*SET EXERCISE*
Rewrite the part of the listing starting at the line containing "Exercise. Point out the white loveseat" and ending at the line containing "<point>398,261</point>", with "console table" replaced by "side table" and everything else unchanged. Give only those lines.

*EXTRACTED ENTRIES*
## Begin
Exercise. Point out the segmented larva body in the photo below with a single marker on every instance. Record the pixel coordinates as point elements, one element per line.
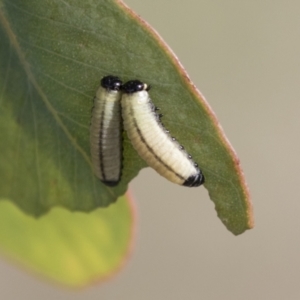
<point>106,131</point>
<point>152,141</point>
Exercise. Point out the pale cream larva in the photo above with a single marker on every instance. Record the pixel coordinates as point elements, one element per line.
<point>106,131</point>
<point>152,141</point>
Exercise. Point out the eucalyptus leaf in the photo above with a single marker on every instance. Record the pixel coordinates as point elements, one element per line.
<point>52,56</point>
<point>73,249</point>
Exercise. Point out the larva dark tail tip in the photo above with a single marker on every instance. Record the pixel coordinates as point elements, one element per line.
<point>111,183</point>
<point>194,180</point>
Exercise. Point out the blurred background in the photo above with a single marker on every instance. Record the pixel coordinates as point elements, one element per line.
<point>244,56</point>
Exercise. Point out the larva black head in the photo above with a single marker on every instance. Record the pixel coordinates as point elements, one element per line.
<point>134,86</point>
<point>195,180</point>
<point>111,83</point>
<point>111,183</point>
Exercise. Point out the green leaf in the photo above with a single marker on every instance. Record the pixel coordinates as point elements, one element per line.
<point>73,249</point>
<point>52,55</point>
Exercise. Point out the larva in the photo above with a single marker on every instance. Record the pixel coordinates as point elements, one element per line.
<point>106,131</point>
<point>152,141</point>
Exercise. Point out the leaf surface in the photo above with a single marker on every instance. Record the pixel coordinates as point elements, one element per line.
<point>52,56</point>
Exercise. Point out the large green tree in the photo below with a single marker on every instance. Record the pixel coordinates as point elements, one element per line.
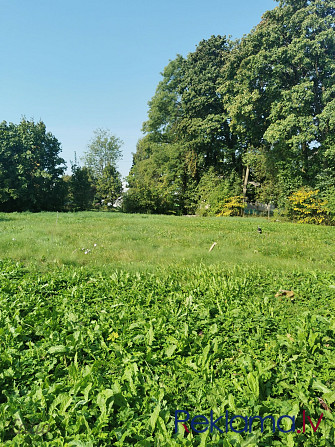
<point>278,89</point>
<point>186,131</point>
<point>30,168</point>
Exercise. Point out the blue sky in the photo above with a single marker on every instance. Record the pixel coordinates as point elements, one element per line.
<point>81,64</point>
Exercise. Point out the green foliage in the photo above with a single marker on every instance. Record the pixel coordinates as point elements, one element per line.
<point>94,359</point>
<point>103,150</point>
<point>232,206</point>
<point>306,206</point>
<point>30,168</point>
<point>214,191</point>
<point>109,186</point>
<point>81,189</point>
<point>263,105</point>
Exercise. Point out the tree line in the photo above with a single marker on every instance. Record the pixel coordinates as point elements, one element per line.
<point>236,121</point>
<point>245,120</point>
<point>32,173</point>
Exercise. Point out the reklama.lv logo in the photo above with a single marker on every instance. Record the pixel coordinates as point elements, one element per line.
<point>211,424</point>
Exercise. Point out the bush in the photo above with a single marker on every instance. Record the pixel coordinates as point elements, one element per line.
<point>232,206</point>
<point>307,206</point>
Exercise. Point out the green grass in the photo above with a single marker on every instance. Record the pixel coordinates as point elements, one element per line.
<point>101,349</point>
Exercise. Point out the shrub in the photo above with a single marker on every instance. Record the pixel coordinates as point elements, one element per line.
<point>306,206</point>
<point>232,206</point>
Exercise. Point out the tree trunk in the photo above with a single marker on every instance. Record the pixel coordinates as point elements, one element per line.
<point>245,184</point>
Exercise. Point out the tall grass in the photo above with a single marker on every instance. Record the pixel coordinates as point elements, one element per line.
<point>142,242</point>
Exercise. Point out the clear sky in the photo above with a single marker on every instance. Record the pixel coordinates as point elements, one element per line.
<point>82,64</point>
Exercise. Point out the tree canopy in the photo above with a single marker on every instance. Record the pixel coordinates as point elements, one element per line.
<point>261,109</point>
<point>30,168</point>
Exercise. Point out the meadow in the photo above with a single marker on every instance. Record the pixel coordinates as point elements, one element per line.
<point>112,322</point>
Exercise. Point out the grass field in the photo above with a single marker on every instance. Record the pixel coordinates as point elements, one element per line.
<point>102,348</point>
<point>142,242</point>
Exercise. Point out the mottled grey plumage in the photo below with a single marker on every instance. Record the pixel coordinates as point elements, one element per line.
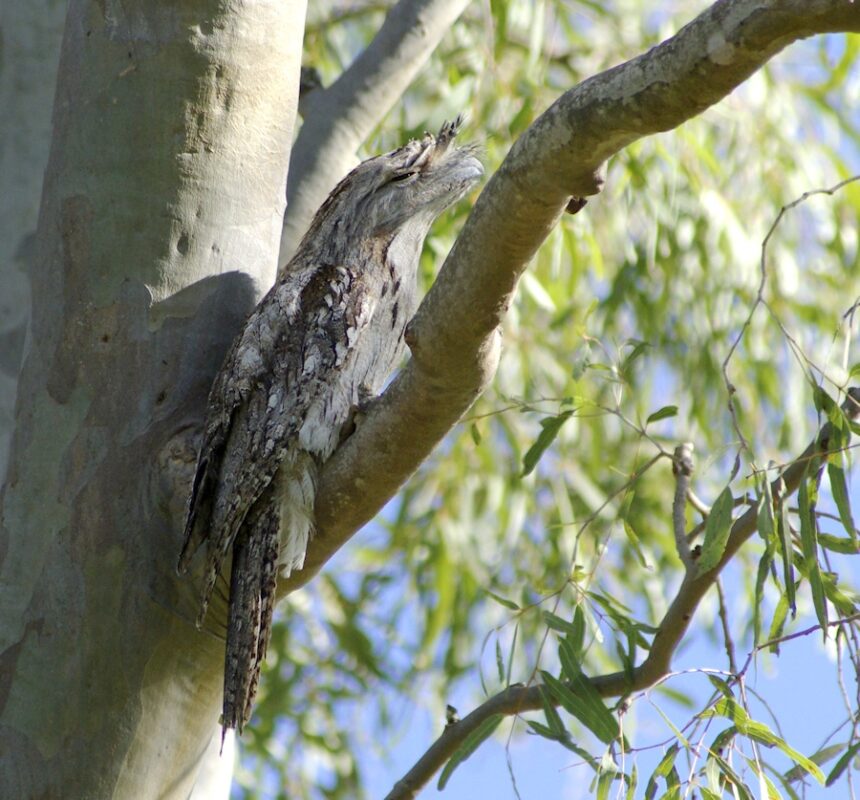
<point>323,340</point>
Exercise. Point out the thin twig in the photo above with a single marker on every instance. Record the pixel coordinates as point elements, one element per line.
<point>724,622</point>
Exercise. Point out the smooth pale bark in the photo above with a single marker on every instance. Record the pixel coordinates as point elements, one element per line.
<point>31,34</point>
<point>159,227</point>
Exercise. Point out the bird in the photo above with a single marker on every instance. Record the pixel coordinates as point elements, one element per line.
<point>319,346</point>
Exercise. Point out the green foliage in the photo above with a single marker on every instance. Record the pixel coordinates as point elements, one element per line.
<point>546,517</point>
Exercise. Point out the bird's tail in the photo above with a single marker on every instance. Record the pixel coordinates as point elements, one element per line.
<point>252,602</point>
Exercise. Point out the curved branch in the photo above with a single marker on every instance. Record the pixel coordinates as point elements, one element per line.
<point>340,118</point>
<point>518,698</point>
<point>454,336</point>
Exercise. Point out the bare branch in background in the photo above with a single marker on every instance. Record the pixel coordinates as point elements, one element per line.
<point>682,468</point>
<point>341,117</point>
<point>518,698</point>
<point>454,336</point>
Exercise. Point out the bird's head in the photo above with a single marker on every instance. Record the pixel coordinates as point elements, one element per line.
<point>399,192</point>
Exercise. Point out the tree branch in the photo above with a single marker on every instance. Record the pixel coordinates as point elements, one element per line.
<point>341,117</point>
<point>454,337</point>
<point>682,468</point>
<point>518,698</point>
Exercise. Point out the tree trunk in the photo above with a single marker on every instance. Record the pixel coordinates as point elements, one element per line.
<point>159,228</point>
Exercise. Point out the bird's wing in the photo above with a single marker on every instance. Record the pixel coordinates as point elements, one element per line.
<point>279,373</point>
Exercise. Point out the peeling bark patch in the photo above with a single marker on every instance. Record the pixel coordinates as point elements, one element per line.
<point>9,660</point>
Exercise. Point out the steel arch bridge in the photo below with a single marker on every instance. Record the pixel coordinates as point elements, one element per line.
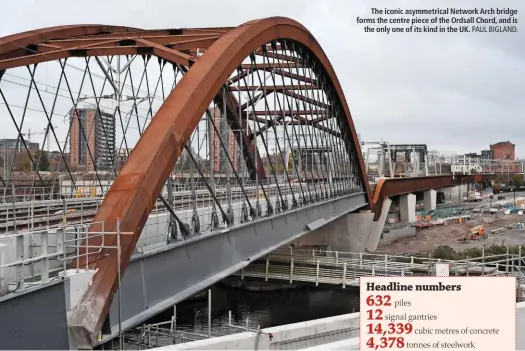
<point>251,122</point>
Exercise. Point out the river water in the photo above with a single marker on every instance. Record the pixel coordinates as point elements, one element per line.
<point>264,309</point>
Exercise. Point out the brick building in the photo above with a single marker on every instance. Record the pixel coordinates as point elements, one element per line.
<point>503,150</point>
<point>220,161</point>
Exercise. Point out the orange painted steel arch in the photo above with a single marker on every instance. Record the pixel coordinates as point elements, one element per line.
<point>19,41</point>
<point>398,186</point>
<point>133,194</point>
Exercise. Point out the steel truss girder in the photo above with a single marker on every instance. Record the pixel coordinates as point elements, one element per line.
<point>133,193</point>
<point>146,292</point>
<point>250,152</point>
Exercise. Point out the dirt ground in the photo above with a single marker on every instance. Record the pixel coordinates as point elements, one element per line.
<point>428,239</point>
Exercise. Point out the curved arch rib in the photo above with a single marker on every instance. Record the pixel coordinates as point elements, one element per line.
<point>135,190</point>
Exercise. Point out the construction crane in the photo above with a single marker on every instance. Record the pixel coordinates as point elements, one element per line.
<point>48,138</point>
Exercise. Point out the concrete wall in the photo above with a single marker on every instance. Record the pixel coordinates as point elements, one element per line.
<point>35,319</point>
<point>282,336</point>
<point>302,331</point>
<point>348,233</point>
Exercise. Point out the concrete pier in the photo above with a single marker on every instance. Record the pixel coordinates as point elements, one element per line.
<point>429,199</point>
<point>407,207</point>
<point>378,226</point>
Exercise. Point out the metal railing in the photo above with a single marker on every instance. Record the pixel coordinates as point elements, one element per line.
<point>345,268</point>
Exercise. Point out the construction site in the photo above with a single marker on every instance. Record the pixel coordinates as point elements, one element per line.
<point>460,227</point>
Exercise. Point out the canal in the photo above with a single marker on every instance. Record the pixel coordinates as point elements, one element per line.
<point>264,309</point>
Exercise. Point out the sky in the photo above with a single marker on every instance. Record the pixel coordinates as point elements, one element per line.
<point>453,91</point>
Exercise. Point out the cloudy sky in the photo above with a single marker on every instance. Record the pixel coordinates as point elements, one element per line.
<point>454,91</point>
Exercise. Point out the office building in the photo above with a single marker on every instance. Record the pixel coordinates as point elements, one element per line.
<point>92,139</point>
<point>220,160</point>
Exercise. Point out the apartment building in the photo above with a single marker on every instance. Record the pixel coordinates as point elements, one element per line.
<point>92,139</point>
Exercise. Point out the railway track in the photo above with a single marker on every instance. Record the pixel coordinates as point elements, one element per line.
<point>82,212</point>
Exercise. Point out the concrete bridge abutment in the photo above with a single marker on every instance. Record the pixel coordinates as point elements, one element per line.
<point>348,233</point>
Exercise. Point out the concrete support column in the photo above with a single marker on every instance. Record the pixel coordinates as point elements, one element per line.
<point>378,226</point>
<point>407,207</point>
<point>429,198</point>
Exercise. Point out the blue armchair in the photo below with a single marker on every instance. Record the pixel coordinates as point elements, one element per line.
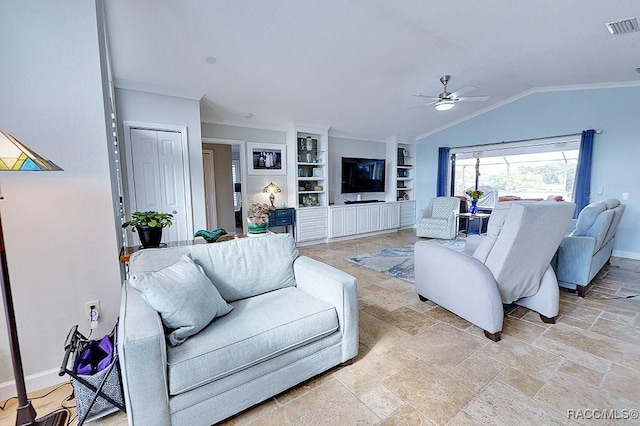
<point>588,245</point>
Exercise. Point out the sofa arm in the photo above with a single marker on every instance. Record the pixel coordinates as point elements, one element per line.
<point>143,361</point>
<point>336,288</point>
<point>574,258</point>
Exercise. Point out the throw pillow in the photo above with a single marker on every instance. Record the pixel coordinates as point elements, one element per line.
<point>183,295</point>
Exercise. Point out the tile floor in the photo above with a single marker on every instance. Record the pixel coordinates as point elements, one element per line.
<point>420,364</point>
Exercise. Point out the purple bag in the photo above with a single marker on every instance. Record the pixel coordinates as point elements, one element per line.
<point>95,356</point>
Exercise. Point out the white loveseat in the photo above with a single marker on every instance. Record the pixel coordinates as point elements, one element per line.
<point>292,318</point>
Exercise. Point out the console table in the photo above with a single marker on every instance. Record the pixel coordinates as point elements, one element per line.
<point>283,217</point>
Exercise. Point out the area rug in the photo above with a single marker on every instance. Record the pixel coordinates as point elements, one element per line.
<point>398,261</point>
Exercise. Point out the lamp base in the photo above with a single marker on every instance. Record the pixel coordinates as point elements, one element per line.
<point>27,413</point>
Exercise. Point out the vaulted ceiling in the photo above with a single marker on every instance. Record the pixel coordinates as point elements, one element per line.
<point>355,64</point>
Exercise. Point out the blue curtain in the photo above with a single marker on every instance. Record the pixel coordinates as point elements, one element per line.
<point>582,185</point>
<point>443,171</point>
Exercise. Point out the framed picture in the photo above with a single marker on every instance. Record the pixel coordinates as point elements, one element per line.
<point>266,159</point>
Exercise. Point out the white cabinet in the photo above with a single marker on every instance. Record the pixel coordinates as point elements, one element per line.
<point>407,214</point>
<point>312,224</point>
<point>390,216</point>
<point>368,218</point>
<point>342,221</point>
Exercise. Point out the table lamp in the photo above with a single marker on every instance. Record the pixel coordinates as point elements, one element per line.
<point>15,156</point>
<point>272,188</point>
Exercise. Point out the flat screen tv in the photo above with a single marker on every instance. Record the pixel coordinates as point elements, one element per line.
<point>362,175</point>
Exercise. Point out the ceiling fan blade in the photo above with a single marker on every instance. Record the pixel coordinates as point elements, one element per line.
<point>422,105</point>
<point>473,98</point>
<point>461,91</point>
<point>427,96</point>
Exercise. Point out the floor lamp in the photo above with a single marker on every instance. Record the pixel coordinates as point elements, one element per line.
<point>14,156</point>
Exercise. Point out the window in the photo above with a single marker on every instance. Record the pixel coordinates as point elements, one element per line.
<point>237,195</point>
<point>532,170</point>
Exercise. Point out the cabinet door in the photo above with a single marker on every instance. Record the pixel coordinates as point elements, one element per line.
<point>350,221</point>
<point>374,218</point>
<point>363,219</point>
<point>394,216</point>
<point>312,224</point>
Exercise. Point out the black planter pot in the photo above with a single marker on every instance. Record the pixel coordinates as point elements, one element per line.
<point>149,236</point>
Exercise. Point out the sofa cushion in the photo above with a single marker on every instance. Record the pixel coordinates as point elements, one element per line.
<point>259,328</point>
<point>239,268</point>
<point>184,297</point>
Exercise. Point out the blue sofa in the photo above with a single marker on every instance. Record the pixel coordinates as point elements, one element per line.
<point>290,318</point>
<point>588,244</point>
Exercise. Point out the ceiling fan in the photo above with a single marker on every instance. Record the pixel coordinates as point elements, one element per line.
<point>446,100</point>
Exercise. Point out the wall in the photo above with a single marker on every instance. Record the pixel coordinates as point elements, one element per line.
<point>616,150</point>
<point>59,227</point>
<point>158,109</point>
<point>225,215</point>
<point>252,188</point>
<point>341,147</point>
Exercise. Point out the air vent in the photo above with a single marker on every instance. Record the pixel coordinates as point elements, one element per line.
<point>623,27</point>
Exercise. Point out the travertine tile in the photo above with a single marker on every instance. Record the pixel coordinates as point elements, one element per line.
<point>522,330</point>
<point>443,345</point>
<point>627,354</point>
<point>589,375</point>
<point>366,373</point>
<point>525,383</point>
<point>523,357</point>
<point>382,401</point>
<point>477,370</point>
<point>432,392</point>
<point>571,353</point>
<point>329,403</point>
<point>623,382</point>
<point>379,336</point>
<point>499,404</point>
<point>407,416</point>
<point>564,394</point>
<point>616,330</point>
<point>443,315</point>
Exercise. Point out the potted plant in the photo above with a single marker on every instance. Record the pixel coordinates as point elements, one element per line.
<point>149,226</point>
<point>258,218</point>
<point>475,196</point>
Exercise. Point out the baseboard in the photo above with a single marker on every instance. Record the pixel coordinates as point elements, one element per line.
<point>626,254</point>
<point>34,382</point>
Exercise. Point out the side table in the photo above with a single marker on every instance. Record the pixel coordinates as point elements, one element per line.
<point>283,217</point>
<point>470,218</point>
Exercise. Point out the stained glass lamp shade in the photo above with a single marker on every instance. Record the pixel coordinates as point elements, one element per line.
<point>271,189</point>
<point>15,156</point>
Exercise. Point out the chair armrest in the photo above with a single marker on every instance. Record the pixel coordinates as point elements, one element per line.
<point>336,288</point>
<point>573,261</point>
<point>143,360</point>
<point>459,283</point>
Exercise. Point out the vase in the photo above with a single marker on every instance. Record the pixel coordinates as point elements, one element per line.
<point>474,207</point>
<point>150,236</point>
<point>254,228</point>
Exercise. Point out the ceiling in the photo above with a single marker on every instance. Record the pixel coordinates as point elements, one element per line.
<point>355,64</point>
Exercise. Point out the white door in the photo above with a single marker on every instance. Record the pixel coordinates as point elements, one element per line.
<point>209,188</point>
<point>159,179</point>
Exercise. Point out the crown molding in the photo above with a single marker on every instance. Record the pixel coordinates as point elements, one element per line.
<point>157,90</point>
<point>253,125</point>
<point>542,89</point>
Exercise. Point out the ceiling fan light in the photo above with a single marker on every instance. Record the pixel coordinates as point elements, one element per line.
<point>444,105</point>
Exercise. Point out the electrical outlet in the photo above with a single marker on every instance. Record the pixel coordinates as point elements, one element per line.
<point>92,310</point>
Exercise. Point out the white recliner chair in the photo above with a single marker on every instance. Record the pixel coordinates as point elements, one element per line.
<point>438,220</point>
<point>511,264</point>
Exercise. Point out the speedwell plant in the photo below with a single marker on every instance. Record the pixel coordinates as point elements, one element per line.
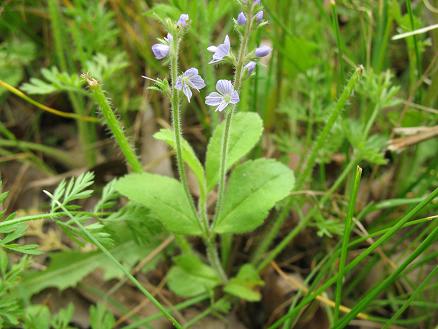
<point>224,206</point>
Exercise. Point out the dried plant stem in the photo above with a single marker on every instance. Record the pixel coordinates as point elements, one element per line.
<point>114,125</point>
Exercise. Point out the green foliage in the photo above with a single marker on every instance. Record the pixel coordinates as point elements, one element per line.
<point>134,222</point>
<point>245,284</point>
<point>100,318</point>
<point>188,155</point>
<point>253,189</point>
<point>164,197</point>
<point>191,277</point>
<point>11,308</point>
<point>55,81</point>
<point>93,29</point>
<point>75,189</point>
<point>37,317</point>
<point>67,268</point>
<point>247,127</point>
<point>15,54</point>
<point>13,233</point>
<point>63,318</point>
<point>10,233</point>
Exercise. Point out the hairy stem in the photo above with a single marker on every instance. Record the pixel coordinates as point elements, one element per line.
<point>176,123</point>
<point>345,241</point>
<point>86,135</point>
<point>229,117</point>
<point>177,130</point>
<point>114,125</point>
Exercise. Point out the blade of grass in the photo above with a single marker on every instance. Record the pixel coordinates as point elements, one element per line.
<point>364,254</point>
<point>345,240</point>
<point>181,306</point>
<point>374,292</point>
<point>414,38</point>
<point>122,268</point>
<point>335,23</point>
<point>306,173</point>
<point>413,295</point>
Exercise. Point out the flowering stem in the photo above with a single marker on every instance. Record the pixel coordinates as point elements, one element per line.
<point>229,116</point>
<point>176,123</point>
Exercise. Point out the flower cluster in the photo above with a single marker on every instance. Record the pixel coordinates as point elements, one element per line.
<point>226,92</point>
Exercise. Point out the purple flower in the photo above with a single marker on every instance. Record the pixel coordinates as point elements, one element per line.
<point>189,79</point>
<point>241,19</point>
<point>225,96</point>
<point>263,51</point>
<point>259,16</point>
<point>250,67</point>
<point>220,51</point>
<point>182,21</point>
<point>161,50</point>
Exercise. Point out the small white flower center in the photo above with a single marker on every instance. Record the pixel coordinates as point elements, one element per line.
<point>227,98</point>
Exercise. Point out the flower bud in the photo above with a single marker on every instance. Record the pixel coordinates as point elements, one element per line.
<point>250,67</point>
<point>182,21</point>
<point>241,19</point>
<point>259,16</point>
<point>160,51</point>
<point>263,51</point>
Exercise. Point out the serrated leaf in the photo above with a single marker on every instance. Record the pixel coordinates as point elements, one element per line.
<point>164,197</point>
<point>252,190</point>
<point>245,284</point>
<point>191,277</point>
<point>246,129</point>
<point>188,155</point>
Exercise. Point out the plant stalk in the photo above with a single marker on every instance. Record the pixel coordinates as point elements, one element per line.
<point>114,125</point>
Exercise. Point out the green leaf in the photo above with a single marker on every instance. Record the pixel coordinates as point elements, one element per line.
<point>164,197</point>
<point>100,318</point>
<point>188,155</point>
<point>37,317</point>
<point>191,277</point>
<point>246,129</point>
<point>244,285</point>
<point>55,81</point>
<point>253,189</point>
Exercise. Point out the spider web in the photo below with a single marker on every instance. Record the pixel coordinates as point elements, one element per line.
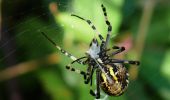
<point>25,32</point>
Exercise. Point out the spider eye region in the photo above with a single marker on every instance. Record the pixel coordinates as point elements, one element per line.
<point>94,50</point>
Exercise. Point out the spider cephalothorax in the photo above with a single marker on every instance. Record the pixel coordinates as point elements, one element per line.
<point>111,74</point>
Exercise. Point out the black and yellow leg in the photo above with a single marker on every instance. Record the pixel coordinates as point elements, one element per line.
<point>108,24</point>
<point>97,94</point>
<point>125,62</point>
<point>69,67</point>
<point>120,49</point>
## End
*ANSWER TO THIS EXERCISE*
Exercise. Point out the white loveseat in the photo above with a single marker on every instance. Record the pixel coordinates as point elements, one element per line.
<point>292,318</point>
Exercise. Point out the side table in the photo above with a single marker on every instance. Record the pixel coordinates as point elements, one element per line.
<point>283,217</point>
Exercise. Point out the area rug in the photo above with a single marker on every instance. Record the pixel coordinates as point elements, one element per line.
<point>398,261</point>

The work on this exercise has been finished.